### Dataset rows

——

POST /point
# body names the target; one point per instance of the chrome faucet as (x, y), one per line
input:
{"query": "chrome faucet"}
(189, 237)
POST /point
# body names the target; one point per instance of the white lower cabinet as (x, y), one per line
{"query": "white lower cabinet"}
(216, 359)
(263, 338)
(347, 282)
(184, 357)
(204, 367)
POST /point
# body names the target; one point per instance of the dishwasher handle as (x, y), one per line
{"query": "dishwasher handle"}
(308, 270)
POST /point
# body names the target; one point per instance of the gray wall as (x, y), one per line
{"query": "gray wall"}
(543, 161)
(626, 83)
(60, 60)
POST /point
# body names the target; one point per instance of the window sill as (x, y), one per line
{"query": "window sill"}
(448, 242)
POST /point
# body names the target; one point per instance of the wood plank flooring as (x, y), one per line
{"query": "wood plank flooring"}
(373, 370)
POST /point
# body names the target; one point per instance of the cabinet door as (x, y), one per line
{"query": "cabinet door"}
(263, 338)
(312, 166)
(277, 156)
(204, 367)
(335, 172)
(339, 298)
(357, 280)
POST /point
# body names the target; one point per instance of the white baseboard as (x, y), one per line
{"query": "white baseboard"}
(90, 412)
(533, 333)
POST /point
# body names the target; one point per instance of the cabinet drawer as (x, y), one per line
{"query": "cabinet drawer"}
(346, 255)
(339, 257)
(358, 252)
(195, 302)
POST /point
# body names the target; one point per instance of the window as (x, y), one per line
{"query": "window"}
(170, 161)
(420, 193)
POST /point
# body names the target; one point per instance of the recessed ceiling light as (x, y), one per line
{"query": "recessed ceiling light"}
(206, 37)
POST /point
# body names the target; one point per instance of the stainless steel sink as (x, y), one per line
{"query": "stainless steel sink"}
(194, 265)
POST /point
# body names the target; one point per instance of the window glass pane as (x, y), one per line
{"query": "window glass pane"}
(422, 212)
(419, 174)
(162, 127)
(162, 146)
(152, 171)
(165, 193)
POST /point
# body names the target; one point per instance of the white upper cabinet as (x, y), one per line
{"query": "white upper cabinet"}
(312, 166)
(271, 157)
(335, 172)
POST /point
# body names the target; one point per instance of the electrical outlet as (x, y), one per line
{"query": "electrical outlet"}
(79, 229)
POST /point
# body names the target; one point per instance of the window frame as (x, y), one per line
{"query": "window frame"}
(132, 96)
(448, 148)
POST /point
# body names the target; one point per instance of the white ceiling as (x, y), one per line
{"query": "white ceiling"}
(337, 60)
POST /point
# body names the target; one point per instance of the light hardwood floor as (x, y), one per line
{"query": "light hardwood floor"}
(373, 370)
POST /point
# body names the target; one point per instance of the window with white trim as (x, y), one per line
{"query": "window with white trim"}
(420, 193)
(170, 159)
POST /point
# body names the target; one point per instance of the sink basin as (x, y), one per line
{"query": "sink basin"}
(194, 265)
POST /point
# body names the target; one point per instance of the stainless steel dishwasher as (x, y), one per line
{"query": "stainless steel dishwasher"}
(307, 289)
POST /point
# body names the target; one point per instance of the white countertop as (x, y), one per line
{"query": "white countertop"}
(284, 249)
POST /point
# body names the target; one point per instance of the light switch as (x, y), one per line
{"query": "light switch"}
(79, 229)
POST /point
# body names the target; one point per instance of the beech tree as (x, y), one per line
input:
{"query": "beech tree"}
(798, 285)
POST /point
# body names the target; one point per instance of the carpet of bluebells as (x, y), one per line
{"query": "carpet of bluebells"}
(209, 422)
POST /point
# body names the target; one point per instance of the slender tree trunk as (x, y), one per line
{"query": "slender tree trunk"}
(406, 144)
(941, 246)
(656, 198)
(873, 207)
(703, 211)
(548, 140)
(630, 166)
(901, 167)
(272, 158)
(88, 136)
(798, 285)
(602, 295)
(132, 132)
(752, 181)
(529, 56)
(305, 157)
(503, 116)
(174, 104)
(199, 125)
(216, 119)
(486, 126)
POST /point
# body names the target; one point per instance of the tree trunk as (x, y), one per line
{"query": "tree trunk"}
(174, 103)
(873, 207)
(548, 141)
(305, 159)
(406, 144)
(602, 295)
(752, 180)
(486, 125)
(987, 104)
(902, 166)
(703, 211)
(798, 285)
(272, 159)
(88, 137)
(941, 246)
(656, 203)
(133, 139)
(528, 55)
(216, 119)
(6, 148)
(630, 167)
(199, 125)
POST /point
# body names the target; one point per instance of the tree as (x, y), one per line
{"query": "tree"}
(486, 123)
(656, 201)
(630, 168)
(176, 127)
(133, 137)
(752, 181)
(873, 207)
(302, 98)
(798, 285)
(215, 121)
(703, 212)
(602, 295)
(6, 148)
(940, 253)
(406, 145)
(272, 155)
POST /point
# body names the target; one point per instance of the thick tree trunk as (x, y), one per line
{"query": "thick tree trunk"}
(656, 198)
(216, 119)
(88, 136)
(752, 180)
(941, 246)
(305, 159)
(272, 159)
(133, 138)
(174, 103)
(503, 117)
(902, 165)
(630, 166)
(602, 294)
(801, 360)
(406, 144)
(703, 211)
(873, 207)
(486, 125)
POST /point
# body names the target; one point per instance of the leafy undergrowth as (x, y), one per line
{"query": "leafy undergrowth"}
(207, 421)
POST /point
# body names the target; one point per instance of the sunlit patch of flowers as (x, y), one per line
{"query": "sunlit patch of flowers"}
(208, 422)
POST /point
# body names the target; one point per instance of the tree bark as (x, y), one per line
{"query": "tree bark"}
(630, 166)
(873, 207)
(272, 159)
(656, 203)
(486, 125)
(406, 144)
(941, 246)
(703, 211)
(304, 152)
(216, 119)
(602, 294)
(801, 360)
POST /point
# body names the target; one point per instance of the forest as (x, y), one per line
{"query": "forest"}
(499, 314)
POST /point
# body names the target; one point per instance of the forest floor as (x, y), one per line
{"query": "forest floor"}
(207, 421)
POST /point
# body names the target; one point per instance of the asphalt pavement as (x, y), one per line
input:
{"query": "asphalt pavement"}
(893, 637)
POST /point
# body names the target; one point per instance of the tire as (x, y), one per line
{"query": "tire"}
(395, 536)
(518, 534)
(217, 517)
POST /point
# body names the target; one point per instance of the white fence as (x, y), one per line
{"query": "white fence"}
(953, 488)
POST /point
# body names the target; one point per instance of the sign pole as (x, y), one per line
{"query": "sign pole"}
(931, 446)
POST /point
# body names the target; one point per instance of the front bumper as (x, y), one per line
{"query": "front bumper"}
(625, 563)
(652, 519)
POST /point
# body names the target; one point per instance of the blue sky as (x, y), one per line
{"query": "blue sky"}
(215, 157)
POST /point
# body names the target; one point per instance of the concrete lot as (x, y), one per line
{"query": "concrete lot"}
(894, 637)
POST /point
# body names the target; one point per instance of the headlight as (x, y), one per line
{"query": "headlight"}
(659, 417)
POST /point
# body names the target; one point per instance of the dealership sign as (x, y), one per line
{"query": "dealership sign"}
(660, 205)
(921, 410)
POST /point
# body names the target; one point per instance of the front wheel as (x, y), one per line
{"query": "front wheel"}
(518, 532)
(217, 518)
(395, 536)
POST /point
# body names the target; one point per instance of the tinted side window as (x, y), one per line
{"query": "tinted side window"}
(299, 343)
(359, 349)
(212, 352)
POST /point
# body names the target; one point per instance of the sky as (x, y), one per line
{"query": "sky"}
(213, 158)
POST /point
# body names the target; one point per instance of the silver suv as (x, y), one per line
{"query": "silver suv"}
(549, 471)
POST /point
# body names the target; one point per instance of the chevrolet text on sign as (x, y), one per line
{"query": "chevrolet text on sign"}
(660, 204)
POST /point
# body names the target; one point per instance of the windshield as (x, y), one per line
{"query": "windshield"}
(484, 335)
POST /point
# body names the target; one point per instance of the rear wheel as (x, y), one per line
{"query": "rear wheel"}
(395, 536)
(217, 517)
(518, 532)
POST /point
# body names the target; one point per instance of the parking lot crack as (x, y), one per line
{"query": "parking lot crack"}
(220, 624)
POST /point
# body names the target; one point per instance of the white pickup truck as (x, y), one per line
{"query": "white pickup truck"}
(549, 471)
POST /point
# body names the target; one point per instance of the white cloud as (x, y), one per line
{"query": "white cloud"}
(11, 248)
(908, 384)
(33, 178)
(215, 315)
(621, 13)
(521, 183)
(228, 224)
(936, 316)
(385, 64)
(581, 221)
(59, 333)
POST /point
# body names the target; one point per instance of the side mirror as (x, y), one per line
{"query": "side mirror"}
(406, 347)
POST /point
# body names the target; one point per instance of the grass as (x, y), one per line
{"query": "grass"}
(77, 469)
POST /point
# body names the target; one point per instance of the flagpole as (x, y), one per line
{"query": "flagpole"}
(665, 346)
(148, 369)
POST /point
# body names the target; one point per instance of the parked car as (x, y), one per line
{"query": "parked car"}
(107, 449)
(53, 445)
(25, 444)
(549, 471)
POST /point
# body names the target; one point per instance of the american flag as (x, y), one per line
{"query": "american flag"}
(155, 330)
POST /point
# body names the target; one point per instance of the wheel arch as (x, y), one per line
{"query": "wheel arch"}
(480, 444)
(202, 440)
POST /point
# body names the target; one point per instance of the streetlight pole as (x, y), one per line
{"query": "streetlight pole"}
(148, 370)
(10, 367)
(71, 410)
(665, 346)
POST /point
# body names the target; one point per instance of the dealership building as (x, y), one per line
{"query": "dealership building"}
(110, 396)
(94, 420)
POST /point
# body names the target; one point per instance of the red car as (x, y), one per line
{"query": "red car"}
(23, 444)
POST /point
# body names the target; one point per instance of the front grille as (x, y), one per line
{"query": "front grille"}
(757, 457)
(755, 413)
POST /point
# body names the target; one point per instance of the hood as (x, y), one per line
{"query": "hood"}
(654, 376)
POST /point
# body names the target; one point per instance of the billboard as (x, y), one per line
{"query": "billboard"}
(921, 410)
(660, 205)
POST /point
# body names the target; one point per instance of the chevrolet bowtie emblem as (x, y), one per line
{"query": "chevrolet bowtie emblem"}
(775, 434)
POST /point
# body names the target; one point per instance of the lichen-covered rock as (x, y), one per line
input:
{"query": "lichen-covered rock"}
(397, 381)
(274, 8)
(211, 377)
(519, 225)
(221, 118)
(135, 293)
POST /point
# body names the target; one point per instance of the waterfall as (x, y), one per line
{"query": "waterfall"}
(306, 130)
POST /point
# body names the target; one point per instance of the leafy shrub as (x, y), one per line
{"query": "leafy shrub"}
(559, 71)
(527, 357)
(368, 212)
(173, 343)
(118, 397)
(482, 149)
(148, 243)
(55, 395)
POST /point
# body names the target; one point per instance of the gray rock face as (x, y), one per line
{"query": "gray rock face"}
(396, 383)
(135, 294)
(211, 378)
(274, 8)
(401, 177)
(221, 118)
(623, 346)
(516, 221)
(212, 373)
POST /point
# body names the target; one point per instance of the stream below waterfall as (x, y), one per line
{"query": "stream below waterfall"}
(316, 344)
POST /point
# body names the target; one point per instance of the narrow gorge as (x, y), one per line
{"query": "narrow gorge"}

——

### Exercise requirements
Count the lines in the rows above that contain the string "bumper", treating uppercase and lowercase as different. Give only the number.

### Exercise result
2